::: EXCERPT PROVIDED

3.3.2 Key barriers to carsharing demand and use

The success of carsharing depends on making it more attractive to potential customers by overcoming perceived barriers ( Kim et al. , 2017b ). While previous research focused on the burden of ownership (e.g. Moeller and Wittkowski, 2010 ), Hazée et al. (2017) and Valor (2020) discuss the burdens of access and sharing, respectively. Hazée et al. (2017) classified the burdens of access in terms of functional and psychological barriers. Functional barriers included service complexity, which is associated with perceived access, usage, and understanding, and reliability, which refers to uncertainty about product performance and related technology. Psychological barriers included perceived contamination, referring to the fact that the product is also accessed and used by other (unknown) individuals, and responsibility, referring to customer concerns about being held accountable for their own and others' usage of available services.

These barriers also affect carsharing. In an early study, Shaheen et al. (1998) identified the limited availability of cars as one factor that limited the use of carsharing in residential areas. This finding relates to the issues of complexity and reliability identified by Hazée et al. (2017) as difficulty in accessing carsharing services when required undermines reliability and so acts as a barrier to adoption and use. Using a two-phase online survey, Kim et al. (2017a) confirmed that likelihood of carsharing use diminishes as waiting time increases. In the case of access-based services, cars must therefore be strategically located to service a wider pool of customers ( Kim et al. , 2019 ). In their study of Communauto in Montreal, Canada, de Lorimier and El-Geneidy's (2013) multilevel regression analysis showed that an efficient carsharing system must constantly attract new customers to compensate for lower use among seasoned members. To ensure customer satisfaction, the ideal situation combines high car availability and high car usage.

::::::

### SET EXERCISE 1
Return, unchanged, every line of the entries from the one containing "out the babolat" down to the one containing "[(964, 468), (299, 361)]", both of those lines included.

::: SOURCE RECORDS

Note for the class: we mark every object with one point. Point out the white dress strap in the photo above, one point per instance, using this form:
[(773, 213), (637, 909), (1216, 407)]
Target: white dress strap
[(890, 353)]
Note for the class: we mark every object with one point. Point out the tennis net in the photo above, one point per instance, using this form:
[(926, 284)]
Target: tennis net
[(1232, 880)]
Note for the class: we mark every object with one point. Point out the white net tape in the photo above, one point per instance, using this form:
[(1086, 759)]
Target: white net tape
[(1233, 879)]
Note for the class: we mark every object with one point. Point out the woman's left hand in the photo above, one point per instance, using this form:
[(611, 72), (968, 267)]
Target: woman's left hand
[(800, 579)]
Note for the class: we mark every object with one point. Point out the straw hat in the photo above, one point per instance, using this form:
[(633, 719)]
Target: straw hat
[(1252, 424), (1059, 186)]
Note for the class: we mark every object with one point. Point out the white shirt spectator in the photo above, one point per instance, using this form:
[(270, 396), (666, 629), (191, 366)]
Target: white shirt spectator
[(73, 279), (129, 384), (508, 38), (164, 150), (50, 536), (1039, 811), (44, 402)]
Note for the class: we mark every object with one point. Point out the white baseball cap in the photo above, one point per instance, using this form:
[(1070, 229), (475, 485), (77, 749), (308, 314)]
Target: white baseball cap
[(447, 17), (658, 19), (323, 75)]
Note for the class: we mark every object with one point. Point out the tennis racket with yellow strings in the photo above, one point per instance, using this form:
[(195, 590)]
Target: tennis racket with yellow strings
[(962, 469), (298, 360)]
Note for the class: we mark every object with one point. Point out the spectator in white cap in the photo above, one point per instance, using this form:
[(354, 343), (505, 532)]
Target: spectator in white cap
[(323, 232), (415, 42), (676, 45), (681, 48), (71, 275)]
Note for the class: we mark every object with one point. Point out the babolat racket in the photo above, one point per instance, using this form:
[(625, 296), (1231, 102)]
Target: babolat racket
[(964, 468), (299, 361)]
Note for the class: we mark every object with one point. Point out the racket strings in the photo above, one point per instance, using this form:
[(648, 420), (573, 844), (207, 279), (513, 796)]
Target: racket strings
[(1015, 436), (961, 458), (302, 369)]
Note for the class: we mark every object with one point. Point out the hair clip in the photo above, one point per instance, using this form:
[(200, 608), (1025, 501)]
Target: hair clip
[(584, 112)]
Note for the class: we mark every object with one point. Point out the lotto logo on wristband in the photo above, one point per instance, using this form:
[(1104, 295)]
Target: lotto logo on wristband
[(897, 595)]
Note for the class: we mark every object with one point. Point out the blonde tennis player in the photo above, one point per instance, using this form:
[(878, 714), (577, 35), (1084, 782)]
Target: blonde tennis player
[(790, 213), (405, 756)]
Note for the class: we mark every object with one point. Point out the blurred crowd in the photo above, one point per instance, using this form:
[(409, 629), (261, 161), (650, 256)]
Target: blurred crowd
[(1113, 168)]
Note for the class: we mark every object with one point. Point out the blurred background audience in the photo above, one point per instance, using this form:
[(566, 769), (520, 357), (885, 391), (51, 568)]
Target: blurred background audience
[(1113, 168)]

::::::

### SET EXERCISE 2
In the passage on carsharing barriers, what did Kim et al. (2017a) confirm about waiting time?

### RIGHT ANSWER 1
Note for the class: we mark every object with one point. Point out the babolat racket in the photo above, one point per instance, using this form:
[(625, 296), (1231, 102)]
Target: babolat racket
[(964, 468), (299, 361)]

### RIGHT ANSWER 2
They confirmed that the likelihood of carsharing use diminishes as waiting time increases.